/---

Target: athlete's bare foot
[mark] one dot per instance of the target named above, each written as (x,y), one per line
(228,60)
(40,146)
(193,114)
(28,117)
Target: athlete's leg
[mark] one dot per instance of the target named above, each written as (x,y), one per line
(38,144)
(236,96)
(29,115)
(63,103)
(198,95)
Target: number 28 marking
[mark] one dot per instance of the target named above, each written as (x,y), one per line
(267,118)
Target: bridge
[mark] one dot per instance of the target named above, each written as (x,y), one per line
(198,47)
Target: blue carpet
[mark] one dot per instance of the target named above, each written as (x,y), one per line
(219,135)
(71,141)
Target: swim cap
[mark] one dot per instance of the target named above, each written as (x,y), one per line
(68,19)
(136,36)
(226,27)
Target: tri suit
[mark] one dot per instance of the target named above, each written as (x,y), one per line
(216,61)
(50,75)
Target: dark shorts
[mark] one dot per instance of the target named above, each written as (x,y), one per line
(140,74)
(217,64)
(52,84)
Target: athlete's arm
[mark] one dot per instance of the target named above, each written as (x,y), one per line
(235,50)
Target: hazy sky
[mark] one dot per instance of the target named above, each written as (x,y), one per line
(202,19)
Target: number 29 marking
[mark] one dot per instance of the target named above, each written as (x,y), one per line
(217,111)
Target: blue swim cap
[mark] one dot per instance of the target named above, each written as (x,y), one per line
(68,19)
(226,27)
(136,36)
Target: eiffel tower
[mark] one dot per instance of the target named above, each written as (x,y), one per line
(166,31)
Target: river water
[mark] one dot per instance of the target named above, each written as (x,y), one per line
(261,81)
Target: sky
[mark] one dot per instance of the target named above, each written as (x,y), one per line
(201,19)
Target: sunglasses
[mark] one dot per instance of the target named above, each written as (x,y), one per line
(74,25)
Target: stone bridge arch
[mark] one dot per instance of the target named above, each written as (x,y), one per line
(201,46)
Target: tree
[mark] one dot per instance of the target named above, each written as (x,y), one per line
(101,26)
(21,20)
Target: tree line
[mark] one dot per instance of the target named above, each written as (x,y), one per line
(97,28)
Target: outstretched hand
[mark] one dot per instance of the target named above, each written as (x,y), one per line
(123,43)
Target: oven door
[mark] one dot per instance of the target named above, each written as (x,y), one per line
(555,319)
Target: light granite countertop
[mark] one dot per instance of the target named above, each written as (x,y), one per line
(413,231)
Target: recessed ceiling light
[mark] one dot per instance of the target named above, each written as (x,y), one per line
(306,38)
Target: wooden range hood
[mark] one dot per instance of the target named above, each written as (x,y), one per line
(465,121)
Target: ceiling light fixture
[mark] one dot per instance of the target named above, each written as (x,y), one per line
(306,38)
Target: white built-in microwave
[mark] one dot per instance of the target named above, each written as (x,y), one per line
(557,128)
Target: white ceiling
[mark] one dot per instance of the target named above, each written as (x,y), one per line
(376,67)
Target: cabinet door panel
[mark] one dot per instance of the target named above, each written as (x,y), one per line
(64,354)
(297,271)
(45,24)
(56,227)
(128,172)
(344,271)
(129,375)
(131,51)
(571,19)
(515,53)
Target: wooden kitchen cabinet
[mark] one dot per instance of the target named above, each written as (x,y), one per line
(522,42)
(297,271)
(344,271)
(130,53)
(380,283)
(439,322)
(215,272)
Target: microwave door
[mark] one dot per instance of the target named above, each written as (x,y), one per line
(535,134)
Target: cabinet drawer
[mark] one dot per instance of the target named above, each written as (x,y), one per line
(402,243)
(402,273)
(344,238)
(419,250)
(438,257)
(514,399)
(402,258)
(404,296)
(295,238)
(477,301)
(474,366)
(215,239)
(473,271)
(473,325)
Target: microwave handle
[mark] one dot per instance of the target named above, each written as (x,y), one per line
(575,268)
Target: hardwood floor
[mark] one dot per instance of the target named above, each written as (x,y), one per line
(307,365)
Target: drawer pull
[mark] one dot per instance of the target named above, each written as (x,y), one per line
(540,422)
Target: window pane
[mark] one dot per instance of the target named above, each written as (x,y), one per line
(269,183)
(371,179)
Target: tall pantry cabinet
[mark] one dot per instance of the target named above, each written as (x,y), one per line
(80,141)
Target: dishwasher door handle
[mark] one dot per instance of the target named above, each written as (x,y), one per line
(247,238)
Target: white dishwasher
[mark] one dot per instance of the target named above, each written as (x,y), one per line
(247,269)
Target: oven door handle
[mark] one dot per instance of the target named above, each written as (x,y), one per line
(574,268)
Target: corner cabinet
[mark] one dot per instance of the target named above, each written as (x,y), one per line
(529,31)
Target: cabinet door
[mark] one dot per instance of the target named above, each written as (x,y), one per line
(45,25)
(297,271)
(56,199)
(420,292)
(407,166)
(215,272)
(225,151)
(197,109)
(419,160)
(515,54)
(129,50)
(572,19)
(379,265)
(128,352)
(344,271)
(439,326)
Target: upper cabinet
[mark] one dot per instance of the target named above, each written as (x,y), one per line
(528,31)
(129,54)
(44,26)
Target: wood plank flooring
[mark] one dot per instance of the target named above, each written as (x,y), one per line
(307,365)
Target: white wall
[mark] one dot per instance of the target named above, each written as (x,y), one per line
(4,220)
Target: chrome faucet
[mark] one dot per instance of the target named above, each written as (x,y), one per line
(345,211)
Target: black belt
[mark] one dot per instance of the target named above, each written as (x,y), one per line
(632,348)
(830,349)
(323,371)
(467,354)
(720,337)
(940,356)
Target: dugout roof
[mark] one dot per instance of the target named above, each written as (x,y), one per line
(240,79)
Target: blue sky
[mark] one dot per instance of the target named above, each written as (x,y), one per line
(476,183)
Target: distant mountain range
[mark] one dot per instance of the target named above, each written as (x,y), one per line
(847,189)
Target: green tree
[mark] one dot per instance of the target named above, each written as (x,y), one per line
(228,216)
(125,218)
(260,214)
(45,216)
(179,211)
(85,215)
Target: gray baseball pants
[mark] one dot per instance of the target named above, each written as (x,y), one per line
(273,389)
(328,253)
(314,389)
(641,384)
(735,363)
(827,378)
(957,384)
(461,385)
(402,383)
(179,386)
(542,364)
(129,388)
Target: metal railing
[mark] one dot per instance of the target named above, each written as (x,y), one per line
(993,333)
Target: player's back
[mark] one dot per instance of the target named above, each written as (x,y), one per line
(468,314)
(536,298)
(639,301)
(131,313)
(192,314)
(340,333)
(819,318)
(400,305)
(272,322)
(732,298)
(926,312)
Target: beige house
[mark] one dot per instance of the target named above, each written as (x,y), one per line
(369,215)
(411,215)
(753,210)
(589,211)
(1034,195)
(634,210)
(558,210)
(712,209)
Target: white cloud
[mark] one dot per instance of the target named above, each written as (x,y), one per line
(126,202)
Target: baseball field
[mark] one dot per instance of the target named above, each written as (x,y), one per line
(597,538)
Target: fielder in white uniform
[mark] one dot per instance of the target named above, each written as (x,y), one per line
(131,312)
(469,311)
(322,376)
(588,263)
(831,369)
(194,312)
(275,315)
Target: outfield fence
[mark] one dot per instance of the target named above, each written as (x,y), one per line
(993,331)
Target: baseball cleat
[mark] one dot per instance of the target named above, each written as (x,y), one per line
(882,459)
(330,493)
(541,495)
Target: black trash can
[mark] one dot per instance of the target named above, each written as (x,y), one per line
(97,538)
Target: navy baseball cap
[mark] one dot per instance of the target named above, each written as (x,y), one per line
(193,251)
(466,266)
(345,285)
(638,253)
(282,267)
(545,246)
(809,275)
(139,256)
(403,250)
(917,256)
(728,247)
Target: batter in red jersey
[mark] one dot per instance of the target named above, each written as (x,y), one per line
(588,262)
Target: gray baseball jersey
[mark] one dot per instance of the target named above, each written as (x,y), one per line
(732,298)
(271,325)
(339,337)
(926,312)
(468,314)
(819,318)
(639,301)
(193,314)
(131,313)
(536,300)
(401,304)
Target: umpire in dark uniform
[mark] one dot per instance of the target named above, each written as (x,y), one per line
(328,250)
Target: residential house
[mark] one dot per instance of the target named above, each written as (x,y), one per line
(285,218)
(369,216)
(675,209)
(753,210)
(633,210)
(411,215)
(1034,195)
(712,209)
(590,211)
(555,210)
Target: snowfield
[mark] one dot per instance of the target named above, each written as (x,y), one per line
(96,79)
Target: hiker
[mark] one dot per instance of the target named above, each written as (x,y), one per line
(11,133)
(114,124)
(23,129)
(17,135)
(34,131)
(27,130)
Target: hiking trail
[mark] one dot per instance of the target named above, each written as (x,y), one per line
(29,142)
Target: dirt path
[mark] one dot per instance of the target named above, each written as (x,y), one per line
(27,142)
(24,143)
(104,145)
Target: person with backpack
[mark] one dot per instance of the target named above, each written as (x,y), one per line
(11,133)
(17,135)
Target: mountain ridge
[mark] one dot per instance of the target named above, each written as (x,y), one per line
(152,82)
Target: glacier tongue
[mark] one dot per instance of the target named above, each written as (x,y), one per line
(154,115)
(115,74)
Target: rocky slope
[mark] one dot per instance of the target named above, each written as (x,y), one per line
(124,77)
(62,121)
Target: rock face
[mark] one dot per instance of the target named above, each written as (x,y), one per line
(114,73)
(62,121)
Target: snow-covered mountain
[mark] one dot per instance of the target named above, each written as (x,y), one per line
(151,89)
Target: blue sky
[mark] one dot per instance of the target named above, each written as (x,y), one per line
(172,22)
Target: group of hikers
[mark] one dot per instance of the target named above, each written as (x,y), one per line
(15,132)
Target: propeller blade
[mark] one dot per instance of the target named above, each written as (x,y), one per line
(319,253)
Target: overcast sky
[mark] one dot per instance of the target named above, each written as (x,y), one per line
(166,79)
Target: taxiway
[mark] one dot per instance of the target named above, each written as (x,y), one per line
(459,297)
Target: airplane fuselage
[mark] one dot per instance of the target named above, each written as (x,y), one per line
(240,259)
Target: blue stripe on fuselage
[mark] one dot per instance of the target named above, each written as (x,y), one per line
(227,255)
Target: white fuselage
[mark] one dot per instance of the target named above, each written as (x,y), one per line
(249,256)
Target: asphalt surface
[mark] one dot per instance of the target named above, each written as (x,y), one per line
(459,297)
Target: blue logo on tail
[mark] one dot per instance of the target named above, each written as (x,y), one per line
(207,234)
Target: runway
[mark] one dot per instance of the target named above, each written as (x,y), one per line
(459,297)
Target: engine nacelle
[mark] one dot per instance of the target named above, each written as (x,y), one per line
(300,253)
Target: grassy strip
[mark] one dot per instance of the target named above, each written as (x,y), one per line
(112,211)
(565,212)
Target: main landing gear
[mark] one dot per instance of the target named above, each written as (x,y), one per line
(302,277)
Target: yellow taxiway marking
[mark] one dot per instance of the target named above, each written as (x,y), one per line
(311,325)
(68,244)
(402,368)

\---

Copy out only the lines running from the beginning of the data to the line with "Target: athlete's leg", both ends included.

-- EXERCISE RESPONSE --
Target: athlete's bare foot
[mark] one dot per instance of the target named above, each written as (x,y), one per line
(228,60)
(40,146)
(193,114)
(28,117)
Target: athlete's leg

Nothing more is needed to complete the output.